## [Passage to read]
====================

In 1537 they travelled to Italy to seek papal approval for their order. Pope Paul III gave them a commendation, and permitted them to be ordained priests. They were ordained at Venice by the bishop of Arbe (June 24). They devoted themselves to preaching and charitable work in Italy, as the renewed war between the emperor, Venice, the pope and the Ottoman Empire rendered any journey to Jerusalem inadvisable.

With Faber and Lainez, Ignatius made his way to Rome in October 1538, to have the pope approve the constitution of the new order. A congregation of cardinals reported favorably upon the constitution presented, and Paul III confirmed the order through the bull Regimini militantis (September 27, 1540), but limited the number of its members to sixty. This limitation was removed through the bull Injunctum nobis (March 14, 1543). Ignatius was chosen as the first superior-general. He sent his companions as missionaries around Europe to create schools, colleges, and seminaries.

Ignatius wrote the Jesuit Constitutions, adopted in 1554, which created a monarchical organization and stressed absolute self-abnegation and obedience to Pope and superiors (perinde ac cadaver, "[well-disciplined] like a corpse" as Ignatius put it). His main principle became the unofficial Jesuit motto: Ad Majorem Dei Gloriam ("for the greater glory of God"). This phrase is designed to reflect the idea that any work that is not evil can be meritorious for the spiritual life if it is performed with this intention, even things considered normally indifferent.

The Society of Jesus is classified among institutes as a mendicant order of clerks regular, that is, a body of priests organized for apostolic work, following a religious rule, and relying on alms, or donations, for support.

The name "Jesuit"

The term "Jesuit" (of fifteenth-century origin, meaning one who used too frequently or appropriated the name of Jesus), was first applied to the Society in reproach (1544-52), and was never employed by its founder, though members and friends of the Society in time accepted the name in its positive meaning.

Early works

The Jesuits were founded just before the Counter-Reformation, a movement whose purpose was to reform the Roman Catholic Church from within and to counter the Protestant Reformers, whose teachings were spreading throughout Catholic Europe. As part of their service to the Roman Church, the Jesuits encouraged people to continue their obedience both to scripture and also Roman Catholic doctrine. Ignatius himself used hyperbole when he wrote the following sentence:

"I will believe that the white that I see is black if the hierarchical Church so defines it."

But his hyperbole relativizes propositional claims defined by the hierarchical Church. For him, the important things in life are not propositional definitions, but the spiritual movements within oneself.

Ignatius and the early Jesuits did recognize, though, that the hierarchical Church was in dire need of reform, and some of their greatest struggles were against the corruption, venality, and spiritual lassitude within the Roman Catholic Church. As a result, in spite of their loyalty, Ignatius and his successors often tangled with the pope and the Roman Catholic Curia. Over the 450 years since its founding, the Society has both been called the papal "elite troops" and been forced into suppression.

====================

## [Rows]
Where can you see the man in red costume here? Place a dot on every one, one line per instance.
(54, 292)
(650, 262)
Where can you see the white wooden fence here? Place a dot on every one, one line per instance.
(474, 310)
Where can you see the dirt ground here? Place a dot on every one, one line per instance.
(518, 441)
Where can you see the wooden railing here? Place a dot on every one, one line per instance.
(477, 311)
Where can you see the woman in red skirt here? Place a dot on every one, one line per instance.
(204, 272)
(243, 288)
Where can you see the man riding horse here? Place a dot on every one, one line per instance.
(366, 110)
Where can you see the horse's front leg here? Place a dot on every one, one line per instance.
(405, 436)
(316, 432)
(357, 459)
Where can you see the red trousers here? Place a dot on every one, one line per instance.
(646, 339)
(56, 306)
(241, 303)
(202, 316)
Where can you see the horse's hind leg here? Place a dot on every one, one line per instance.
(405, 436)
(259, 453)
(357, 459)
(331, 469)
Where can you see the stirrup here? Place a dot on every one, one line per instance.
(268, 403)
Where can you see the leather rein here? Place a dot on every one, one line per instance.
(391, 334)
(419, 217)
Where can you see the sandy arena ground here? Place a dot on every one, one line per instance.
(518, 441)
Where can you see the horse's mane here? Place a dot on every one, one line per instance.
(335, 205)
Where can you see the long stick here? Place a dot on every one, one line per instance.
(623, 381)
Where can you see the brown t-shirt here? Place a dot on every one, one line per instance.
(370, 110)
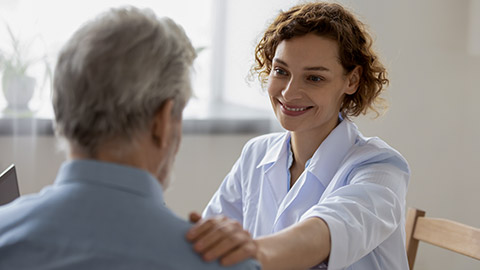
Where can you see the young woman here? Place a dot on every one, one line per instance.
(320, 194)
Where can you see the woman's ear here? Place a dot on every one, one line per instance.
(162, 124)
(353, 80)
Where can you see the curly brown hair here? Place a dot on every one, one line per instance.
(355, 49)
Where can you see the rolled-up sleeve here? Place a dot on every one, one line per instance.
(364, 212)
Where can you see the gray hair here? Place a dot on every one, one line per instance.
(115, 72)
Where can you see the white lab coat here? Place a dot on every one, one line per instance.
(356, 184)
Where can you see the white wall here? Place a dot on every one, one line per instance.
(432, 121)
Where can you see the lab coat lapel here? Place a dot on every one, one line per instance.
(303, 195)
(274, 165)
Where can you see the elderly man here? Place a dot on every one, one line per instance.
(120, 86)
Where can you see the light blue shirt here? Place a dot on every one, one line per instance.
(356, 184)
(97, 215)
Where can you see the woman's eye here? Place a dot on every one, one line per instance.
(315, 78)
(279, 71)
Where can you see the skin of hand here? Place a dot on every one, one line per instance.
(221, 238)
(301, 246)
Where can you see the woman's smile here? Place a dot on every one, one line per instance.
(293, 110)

====================

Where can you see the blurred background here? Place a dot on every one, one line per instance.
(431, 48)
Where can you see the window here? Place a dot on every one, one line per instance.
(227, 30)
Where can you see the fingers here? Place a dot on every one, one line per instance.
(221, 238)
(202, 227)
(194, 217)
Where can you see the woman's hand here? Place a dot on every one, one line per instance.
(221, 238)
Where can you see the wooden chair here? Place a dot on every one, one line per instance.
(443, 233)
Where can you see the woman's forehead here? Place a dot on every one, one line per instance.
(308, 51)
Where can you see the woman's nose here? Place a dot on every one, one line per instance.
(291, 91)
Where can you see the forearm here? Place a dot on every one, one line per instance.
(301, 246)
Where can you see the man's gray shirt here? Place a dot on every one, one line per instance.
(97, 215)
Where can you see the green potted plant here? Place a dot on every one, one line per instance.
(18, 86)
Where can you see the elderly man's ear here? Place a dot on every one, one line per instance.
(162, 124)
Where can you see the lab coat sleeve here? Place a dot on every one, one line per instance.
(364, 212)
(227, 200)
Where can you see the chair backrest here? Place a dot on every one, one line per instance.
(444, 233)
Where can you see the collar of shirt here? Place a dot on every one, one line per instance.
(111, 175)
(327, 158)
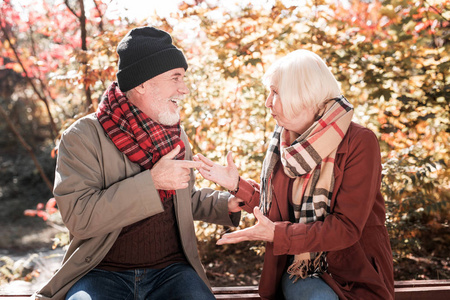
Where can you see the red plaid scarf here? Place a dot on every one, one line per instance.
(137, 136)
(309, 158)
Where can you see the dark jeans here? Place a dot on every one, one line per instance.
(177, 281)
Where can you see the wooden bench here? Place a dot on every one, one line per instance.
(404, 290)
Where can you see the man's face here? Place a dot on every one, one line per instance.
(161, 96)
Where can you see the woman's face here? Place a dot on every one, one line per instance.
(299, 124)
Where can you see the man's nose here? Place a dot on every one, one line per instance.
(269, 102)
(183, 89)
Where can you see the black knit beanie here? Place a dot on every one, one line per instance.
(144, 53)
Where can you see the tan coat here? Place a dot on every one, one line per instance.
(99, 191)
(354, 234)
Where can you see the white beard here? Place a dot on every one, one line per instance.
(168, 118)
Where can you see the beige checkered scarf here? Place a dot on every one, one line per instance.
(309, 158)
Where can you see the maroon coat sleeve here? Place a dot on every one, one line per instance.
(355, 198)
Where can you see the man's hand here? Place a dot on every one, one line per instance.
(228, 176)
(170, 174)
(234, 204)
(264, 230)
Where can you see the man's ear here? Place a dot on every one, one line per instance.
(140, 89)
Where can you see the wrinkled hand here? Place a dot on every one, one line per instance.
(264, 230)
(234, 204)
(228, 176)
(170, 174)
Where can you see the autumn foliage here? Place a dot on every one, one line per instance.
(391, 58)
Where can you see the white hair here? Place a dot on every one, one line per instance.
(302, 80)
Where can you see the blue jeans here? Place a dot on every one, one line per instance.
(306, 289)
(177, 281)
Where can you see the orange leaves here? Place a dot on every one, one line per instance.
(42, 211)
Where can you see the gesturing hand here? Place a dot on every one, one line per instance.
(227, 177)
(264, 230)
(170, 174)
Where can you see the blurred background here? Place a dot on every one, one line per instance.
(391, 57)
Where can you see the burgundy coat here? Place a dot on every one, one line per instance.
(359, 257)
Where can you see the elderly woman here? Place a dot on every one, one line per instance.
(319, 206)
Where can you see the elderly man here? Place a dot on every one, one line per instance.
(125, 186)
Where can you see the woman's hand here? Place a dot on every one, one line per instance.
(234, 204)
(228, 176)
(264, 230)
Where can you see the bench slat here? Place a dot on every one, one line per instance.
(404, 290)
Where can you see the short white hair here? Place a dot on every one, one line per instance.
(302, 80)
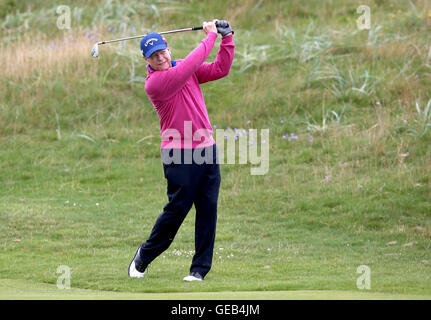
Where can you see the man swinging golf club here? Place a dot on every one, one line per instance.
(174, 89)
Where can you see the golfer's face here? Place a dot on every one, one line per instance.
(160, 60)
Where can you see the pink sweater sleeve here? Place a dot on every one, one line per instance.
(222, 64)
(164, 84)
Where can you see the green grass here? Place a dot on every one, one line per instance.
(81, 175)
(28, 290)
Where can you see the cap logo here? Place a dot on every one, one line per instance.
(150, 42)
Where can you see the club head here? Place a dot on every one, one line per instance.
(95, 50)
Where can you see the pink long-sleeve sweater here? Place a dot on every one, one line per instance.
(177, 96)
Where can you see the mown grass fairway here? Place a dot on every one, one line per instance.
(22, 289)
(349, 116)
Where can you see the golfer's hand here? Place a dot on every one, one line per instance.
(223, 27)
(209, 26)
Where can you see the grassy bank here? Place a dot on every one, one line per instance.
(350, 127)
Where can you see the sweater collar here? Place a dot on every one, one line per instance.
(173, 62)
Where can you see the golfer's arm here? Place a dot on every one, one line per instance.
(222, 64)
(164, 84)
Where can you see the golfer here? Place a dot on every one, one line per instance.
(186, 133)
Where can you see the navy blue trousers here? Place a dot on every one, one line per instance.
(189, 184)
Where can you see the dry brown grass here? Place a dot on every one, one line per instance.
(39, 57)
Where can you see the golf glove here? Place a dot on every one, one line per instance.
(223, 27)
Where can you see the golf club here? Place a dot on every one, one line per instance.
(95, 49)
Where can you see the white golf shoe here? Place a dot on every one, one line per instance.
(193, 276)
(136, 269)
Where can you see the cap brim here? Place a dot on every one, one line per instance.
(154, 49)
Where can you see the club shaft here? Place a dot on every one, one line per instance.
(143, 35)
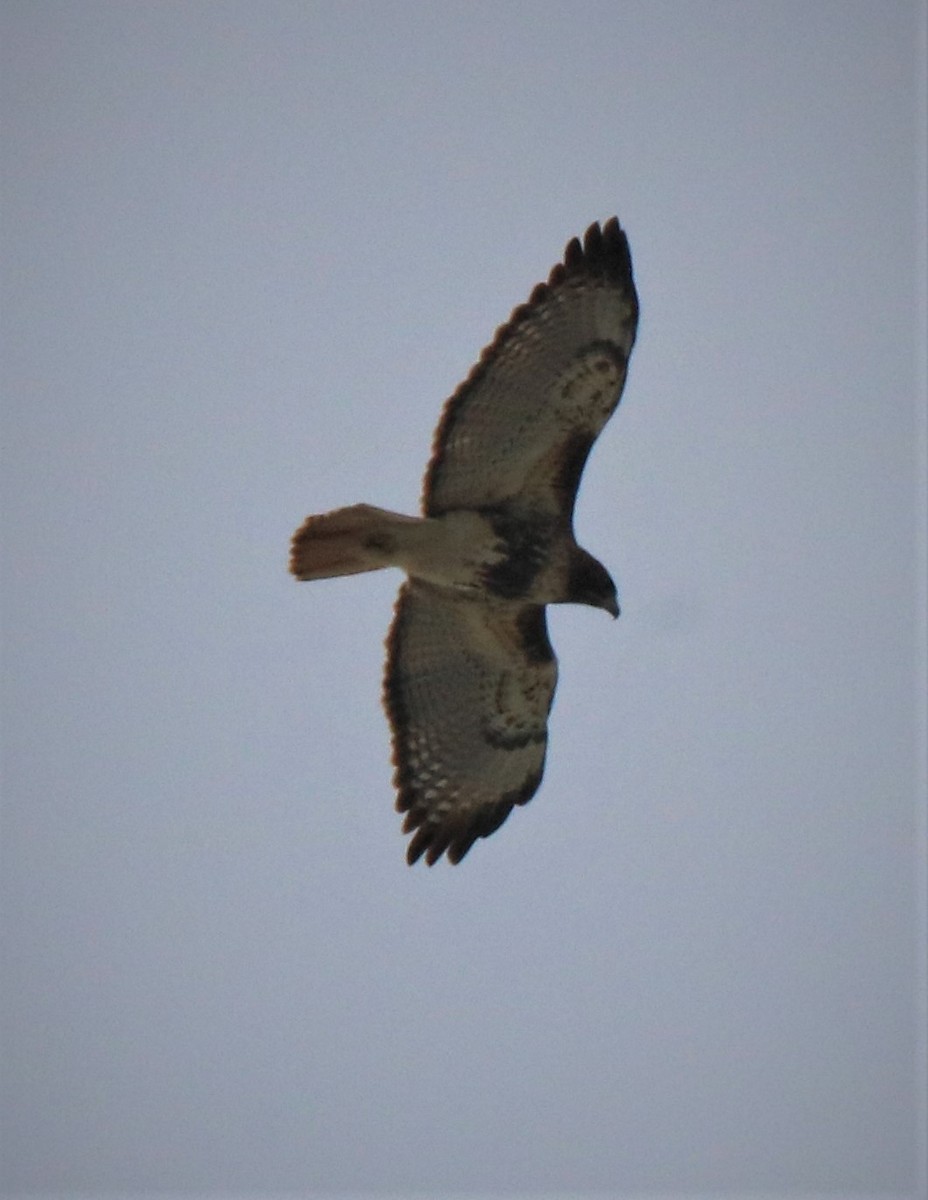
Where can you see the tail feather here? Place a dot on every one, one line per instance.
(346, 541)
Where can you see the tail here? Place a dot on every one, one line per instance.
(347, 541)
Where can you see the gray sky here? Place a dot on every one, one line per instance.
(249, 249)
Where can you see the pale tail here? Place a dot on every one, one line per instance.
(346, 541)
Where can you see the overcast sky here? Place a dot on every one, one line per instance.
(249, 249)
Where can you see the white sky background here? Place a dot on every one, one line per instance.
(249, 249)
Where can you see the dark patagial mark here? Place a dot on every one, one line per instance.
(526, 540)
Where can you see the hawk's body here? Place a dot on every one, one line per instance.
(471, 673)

====================

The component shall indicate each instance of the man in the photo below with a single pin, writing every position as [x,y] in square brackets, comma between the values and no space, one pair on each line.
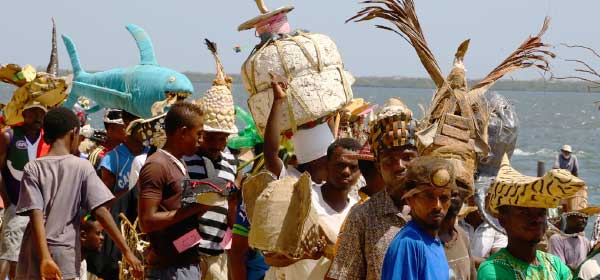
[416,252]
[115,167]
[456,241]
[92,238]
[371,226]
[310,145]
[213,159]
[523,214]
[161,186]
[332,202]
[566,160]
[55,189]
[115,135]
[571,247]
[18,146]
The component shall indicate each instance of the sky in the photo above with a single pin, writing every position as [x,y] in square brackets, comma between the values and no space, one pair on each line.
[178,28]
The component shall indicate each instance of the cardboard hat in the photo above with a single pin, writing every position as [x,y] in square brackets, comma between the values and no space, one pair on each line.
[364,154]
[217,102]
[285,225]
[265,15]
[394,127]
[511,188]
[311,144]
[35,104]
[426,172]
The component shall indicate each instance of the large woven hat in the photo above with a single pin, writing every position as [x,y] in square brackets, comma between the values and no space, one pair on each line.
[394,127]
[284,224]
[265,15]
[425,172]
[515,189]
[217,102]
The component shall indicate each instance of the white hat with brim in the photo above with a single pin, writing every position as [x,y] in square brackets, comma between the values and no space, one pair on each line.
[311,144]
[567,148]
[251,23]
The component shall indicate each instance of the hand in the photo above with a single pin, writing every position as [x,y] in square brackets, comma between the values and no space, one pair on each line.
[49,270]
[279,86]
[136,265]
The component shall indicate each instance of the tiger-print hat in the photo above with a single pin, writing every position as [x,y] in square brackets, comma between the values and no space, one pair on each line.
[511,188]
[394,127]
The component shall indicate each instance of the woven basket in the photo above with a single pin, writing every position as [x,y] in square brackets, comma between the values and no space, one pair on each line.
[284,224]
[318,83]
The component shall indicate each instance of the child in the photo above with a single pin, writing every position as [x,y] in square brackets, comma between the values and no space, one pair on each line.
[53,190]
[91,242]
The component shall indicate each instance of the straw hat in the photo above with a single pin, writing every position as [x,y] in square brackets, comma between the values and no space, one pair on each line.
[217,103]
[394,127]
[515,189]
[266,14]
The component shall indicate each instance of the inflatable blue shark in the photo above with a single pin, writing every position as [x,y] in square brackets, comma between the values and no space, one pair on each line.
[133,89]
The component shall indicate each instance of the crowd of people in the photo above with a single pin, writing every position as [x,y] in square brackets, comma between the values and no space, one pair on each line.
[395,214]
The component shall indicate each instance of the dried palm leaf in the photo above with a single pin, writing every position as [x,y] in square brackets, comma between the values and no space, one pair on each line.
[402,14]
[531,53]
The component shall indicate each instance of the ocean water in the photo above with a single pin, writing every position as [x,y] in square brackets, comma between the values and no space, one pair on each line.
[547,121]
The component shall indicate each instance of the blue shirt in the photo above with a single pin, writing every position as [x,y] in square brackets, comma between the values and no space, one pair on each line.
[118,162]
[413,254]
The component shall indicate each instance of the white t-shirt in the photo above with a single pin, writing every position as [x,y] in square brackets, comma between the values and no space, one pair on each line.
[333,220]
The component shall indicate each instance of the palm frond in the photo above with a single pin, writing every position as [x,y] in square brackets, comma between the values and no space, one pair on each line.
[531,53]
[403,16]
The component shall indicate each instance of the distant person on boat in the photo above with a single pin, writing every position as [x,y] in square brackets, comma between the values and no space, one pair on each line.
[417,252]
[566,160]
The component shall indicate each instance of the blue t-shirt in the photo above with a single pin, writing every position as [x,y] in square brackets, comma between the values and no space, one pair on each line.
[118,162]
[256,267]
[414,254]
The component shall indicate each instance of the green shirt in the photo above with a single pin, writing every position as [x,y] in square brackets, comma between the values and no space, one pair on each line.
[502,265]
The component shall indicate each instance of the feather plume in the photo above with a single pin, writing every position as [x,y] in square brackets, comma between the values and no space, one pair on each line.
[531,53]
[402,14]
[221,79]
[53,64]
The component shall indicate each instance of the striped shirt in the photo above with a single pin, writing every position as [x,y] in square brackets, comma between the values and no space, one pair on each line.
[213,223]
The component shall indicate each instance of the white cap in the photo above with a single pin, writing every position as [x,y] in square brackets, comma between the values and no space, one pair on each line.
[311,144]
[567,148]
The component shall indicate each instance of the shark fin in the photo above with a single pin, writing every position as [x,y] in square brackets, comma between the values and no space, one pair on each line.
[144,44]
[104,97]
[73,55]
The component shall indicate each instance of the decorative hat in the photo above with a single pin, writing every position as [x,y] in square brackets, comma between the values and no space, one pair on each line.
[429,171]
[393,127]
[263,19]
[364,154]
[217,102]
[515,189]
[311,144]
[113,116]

====================

## [Set problem]
Please carry on the passage about the founding of the Jesuits, picking up after its final sentence.

## [Solved problem]
St. Ignatius and the Jesuits who followed him believed that the reform of the Church had to begin with the conversion of an individual’s heart. One of the main tools the Jesuits have used to bring about this conversion has been the Ignatian retreat, called the Spiritual Exercises. During a four-week period of silence, individuals undergo a series of directed meditations on the life of Christ. During this period, they meet regularly with a spiritual director, who helps them understand whatever call or message God has offered in their meditations. The retreat follows a Purgative-Illuminative-Unitive pattern in the tradition of the mysticism of John Cassian and the Desert Fathers. Ignatius' innovation was to make this style of contemplative mysticism available to all people in active life, and to use it as a means of rebuilding the spiritual life of the Church.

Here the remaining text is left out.